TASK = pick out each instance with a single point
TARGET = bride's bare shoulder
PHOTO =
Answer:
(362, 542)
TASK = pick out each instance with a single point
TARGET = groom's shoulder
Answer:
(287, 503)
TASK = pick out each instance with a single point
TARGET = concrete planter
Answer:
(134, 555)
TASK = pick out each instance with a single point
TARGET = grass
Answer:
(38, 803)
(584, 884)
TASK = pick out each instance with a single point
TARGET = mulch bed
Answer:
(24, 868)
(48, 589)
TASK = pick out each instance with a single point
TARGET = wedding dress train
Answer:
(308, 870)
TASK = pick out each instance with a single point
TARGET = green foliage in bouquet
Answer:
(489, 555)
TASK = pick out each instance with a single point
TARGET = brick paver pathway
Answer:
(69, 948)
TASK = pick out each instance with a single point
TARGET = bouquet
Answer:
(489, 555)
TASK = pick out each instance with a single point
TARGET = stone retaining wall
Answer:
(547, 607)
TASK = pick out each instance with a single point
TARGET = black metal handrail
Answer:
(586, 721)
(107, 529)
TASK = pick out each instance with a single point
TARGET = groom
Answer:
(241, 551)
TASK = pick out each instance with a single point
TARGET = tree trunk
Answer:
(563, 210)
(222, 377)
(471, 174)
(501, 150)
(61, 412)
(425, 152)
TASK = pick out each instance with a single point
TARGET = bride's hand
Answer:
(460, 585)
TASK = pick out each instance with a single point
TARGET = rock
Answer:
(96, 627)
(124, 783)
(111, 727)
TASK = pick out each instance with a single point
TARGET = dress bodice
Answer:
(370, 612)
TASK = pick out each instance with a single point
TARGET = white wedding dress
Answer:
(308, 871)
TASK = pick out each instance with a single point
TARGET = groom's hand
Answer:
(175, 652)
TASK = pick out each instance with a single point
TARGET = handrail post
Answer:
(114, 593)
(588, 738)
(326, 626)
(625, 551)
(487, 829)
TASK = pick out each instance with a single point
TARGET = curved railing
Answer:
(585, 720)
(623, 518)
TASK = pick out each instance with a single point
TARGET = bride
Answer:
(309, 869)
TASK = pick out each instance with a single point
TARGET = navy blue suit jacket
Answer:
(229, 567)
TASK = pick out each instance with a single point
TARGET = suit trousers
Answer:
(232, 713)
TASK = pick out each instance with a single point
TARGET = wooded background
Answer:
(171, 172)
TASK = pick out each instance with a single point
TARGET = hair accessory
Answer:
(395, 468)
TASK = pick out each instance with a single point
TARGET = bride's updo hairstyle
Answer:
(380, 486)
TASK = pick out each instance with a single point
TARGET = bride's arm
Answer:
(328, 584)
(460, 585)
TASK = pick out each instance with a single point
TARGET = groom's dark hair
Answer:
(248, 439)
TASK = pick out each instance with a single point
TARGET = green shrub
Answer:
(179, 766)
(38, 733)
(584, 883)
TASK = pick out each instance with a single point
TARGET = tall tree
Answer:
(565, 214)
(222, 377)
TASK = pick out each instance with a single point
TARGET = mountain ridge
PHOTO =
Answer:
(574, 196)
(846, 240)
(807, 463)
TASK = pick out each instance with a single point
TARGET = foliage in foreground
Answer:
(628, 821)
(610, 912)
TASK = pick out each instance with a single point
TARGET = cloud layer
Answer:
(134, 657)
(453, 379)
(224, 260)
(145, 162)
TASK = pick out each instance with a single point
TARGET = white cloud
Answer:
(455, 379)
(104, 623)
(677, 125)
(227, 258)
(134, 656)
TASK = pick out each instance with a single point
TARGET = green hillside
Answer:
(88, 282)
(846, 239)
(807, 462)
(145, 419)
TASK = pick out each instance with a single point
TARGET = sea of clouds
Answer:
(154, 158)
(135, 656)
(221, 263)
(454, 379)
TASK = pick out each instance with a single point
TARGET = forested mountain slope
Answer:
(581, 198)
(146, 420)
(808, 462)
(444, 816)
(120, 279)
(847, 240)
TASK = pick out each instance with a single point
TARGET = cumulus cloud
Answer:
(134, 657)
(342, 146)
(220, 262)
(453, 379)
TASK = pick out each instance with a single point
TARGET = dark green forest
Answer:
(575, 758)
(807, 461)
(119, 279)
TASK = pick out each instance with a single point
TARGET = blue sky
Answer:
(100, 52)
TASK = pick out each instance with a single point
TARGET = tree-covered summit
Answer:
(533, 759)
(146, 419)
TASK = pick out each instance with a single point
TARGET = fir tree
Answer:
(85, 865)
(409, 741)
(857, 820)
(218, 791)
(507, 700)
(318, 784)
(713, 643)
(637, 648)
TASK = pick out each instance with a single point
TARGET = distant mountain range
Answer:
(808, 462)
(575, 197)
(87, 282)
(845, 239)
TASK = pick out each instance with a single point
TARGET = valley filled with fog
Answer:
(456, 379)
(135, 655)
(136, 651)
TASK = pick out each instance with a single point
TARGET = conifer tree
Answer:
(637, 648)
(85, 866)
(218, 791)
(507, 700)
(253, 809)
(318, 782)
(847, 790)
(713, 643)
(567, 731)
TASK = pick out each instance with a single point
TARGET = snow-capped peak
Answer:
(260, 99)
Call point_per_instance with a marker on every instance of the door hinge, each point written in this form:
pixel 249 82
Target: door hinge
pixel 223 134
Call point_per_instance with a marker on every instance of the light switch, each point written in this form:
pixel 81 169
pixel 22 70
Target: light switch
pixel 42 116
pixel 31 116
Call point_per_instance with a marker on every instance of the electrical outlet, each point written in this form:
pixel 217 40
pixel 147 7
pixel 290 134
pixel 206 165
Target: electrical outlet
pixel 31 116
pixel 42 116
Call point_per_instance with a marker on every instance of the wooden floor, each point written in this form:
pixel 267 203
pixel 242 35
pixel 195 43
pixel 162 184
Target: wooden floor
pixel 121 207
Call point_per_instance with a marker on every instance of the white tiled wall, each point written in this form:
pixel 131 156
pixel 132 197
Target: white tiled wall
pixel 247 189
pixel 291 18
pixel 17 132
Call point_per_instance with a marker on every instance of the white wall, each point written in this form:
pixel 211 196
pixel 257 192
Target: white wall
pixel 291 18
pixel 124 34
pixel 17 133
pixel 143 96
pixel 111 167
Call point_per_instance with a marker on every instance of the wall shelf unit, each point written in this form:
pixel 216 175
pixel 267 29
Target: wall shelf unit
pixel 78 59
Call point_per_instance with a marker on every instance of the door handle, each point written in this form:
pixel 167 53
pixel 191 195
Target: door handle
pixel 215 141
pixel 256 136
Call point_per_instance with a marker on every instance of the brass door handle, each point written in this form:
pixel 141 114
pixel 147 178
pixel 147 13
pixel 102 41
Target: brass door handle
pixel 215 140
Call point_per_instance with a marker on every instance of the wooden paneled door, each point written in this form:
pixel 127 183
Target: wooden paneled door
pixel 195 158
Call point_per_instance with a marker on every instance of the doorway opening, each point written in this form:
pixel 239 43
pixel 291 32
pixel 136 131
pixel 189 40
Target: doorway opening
▬▬▬
Stated exercise - Swap each occurrence of "handrail" in all the records above for "railing" and write the records out again with everything else left as it is.

Response to the task -
TASK = pick out each instance with a single point
TARGET = bride's bare shoulder
PHOTO =
Answer:
(362, 542)
TASK = pick out each instance with a single point
TARGET = groom's shoulder
Answer:
(287, 503)
TASK = pick out each instance with a single point
TARGET = concrete planter
Answer:
(134, 555)
TASK = pick out each instance with a single point
TARGET = grass
Answer:
(38, 803)
(584, 884)
TASK = pick out each instance with a single point
TARGET = mulch bed
Answer:
(24, 868)
(48, 589)
TASK = pick out each instance with a single point
TARGET = wedding dress train
Answer:
(308, 870)
TASK = pick out each instance with a single point
TARGET = green foliage in bouquet
Answer:
(489, 555)
TASK = pick out each instance with a single point
TARGET = brick paver pathway
Answer:
(69, 948)
TASK = pick out each instance with a single point
TARGET = bouquet
Answer:
(489, 555)
TASK = pick out each instance with a single point
TARGET = stone retaining wall
Answer:
(547, 607)
TASK = pick out each instance with a single point
TARGET = black metal railing
Answer:
(586, 721)
(107, 529)
TASK = pick out each instance with a single point
TARGET = groom
Answer:
(241, 551)
TASK = pick out each instance with a single point
TARGET = tree trunk
Answer:
(563, 210)
(222, 377)
(471, 174)
(501, 150)
(61, 412)
(425, 152)
TASK = pick out each instance with a single point
TARGET = bride's hand
Answer:
(460, 585)
TASK = pick out each instance with a single point
TARGET = rock
Answer:
(96, 627)
(124, 783)
(111, 727)
TASK = pick out each instance with a single point
TARGET = dress bodice
Answer:
(370, 612)
TASK = pick out each instance with a single point
TARGET = white wedding dress
Answer:
(308, 871)
TASK = pick out each instance with a single point
TARGET = groom's hand
Answer:
(175, 652)
TASK = pick out each instance with a single point
TARGET = railing post
Answer:
(114, 593)
(588, 738)
(326, 626)
(625, 551)
(487, 829)
TASK = pick out each instance with a single point
TARGET = curved railing
Answer:
(585, 720)
(623, 518)
TASK = pick out each instance with a single point
TARGET = bride
Answer:
(309, 869)
TASK = pick out each instance with a single point
TARGET = navy blue suit jacket
Answer:
(229, 567)
TASK = pick out each instance with a single point
TARGET = suit trousers
Answer:
(232, 713)
TASK = pick out each instance with a single point
TARGET = wooded background
Answer:
(171, 172)
TASK = pick out each instance with a single point
TARGET = hair accessory
Answer:
(395, 468)
TASK = pick out each instance with a single point
TARGET = bride's updo hairstyle
Answer:
(380, 486)
TASK = pick out each instance with a single point
TARGET = bride's arm
Answer:
(328, 584)
(460, 585)
TASK = pick out each instance with a single point
TARGET = groom's dark hair
Answer:
(248, 439)
TASK = pick out each instance with a single point
TARGET = green shrub
Answer:
(179, 766)
(38, 733)
(584, 883)
TASK = pick out each instance with a single point
TARGET = tall tree
Answer:
(565, 214)
(222, 377)
TASK = pick out each instance with a single point
TARGET = mountain ridge
PHOTO =
Answer:
(574, 196)
(846, 240)
(807, 463)
TASK = pick out each instance with a single point
TARGET = foliage in foreground
Answer:
(628, 821)
(610, 912)
TASK = pick out each instance with a single point
TARGET = cloud layer
Answer:
(134, 657)
(453, 379)
(224, 260)
(145, 162)
TASK = pick out each instance with a single point
TARGET = white cloud
Answer:
(455, 379)
(104, 623)
(677, 125)
(227, 258)
(134, 656)
TASK = pick out each instance with a single point
TARGET = green hillside
Answer:
(88, 282)
(846, 239)
(807, 462)
(145, 419)
TASK = pick out each instance with a single point
TARGET = sea of clouds
Answer:
(154, 158)
(135, 656)
(221, 263)
(454, 379)
TASK = pick out each instance with a single point
TARGET = forested mountain slope
Answer:
(581, 198)
(146, 420)
(808, 462)
(444, 816)
(120, 279)
(847, 240)
TASK = pick out each instance with a single point
TARGET = cumulus cloud
Answer:
(134, 657)
(342, 146)
(220, 262)
(453, 379)
TASK = pick out each instance with a single point
TARGET = dark green forest
Answer:
(575, 758)
(807, 461)
(119, 279)
TASK = pick out each instance with a single point
TARGET = blue sky
Answer:
(100, 52)
TASK = pick out each instance with a single point
TARGET = tree-covered summit
Answer:
(533, 759)
(146, 419)
TASK = pick out each instance with a single point
TARGET = fir tree
Answer:
(85, 865)
(409, 741)
(857, 820)
(218, 791)
(507, 700)
(318, 784)
(713, 643)
(637, 648)
TASK = pick out each instance with a single point
TARGET = distant mountain range
Answer:
(808, 462)
(575, 197)
(87, 282)
(845, 239)
TASK = pick out each instance with a single point
TARGET = valley filled with fog
Answer:
(456, 379)
(135, 655)
(136, 651)
TASK = pick out each instance with a single point
TARGET = conifer tree
Answer:
(637, 648)
(85, 866)
(218, 791)
(507, 700)
(253, 809)
(318, 782)
(847, 790)
(713, 643)
(567, 731)
TASK = pick out each instance with a single point
TARGET = snow-capped peak
Answer:
(260, 99)
Call point_per_instance with a marker on every instance of the door hinge, each point written in this form:
pixel 249 82
Target: door hinge
pixel 223 134
Call point_per_instance with a marker on every instance of the light switch, each point written in this form:
pixel 81 169
pixel 22 70
Target: light switch
pixel 42 116
pixel 31 116
Call point_per_instance with a marker on every instance of the electrical outlet, each point written in this form:
pixel 217 40
pixel 147 7
pixel 290 134
pixel 206 165
Target: electrical outlet
pixel 31 116
pixel 42 116
Call point_per_instance with a marker on every instance of the wooden floor, each point written in this form:
pixel 267 203
pixel 242 35
pixel 195 43
pixel 162 184
Target: wooden floor
pixel 121 207
Call point_per_instance with a marker on every instance of the white tiled wall, each point written in this form:
pixel 131 156
pixel 132 197
Target: white tiled wall
pixel 247 189
pixel 291 18
pixel 17 132
Call point_per_instance with a marker on every instance of the white wall, each point written in this form:
pixel 211 196
pixel 257 192
Target: white wall
pixel 291 18
pixel 124 34
pixel 17 133
pixel 143 96
pixel 111 167
Call point_per_instance with a marker on every instance of the wall shelf unit, each point written in this form:
pixel 216 175
pixel 267 29
Target: wall shelf unit
pixel 78 59
Call point_per_instance with a marker on every instance of the door handle, each point written in this form:
pixel 167 53
pixel 191 195
Target: door handle
pixel 215 141
pixel 256 136
Call point_per_instance with a marker on every instance of the brass door handle, each point written in this form:
pixel 141 114
pixel 147 178
pixel 147 13
pixel 102 41
Target: brass door handle
pixel 215 140
Call point_per_instance with a marker on every instance of the wooden paneled door, each point written in this form:
pixel 127 183
Target: wooden paneled door
pixel 195 158
Call point_per_instance with a marker on every instance of the doorway opening, each point written in this form:
pixel 239 43
pixel 291 32
pixel 136 131
pixel 189 40
Target: doorway opening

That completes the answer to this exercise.